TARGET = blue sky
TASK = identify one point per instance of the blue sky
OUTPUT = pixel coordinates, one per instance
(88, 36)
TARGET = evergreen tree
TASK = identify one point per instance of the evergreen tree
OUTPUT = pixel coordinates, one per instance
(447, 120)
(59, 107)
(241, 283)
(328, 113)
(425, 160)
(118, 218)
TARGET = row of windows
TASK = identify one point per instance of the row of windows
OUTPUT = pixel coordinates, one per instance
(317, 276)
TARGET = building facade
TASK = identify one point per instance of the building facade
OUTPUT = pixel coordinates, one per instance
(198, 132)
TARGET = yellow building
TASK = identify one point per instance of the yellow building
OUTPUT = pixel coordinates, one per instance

◆ **Task requirements**: Copy every item above word for word.

◆ **The solution**:
TARGET = blue sky
TASK = identify one point per instance of the blue sky
OUTPUT = pixel coordinates, one per instance
(88, 36)
TARGET = evergreen tree
TASK = identify one point per instance of the evergreen tree
OUTPUT = pixel coordinates, one per instance
(447, 120)
(59, 107)
(241, 283)
(328, 113)
(425, 160)
(118, 218)
TARGET = row of windows
TASK = identify one point per instance of the row of windows
OUTPUT = pixel coordinates, one per instance
(317, 276)
TARGET = building facade
TASK = identify one point per instance of the building facade
OUTPUT = pixel coordinates, one per instance
(198, 132)
TARGET = yellow building
TASK = identify one point per instance of the yellow building
OUTPUT = pixel coordinates, one per instance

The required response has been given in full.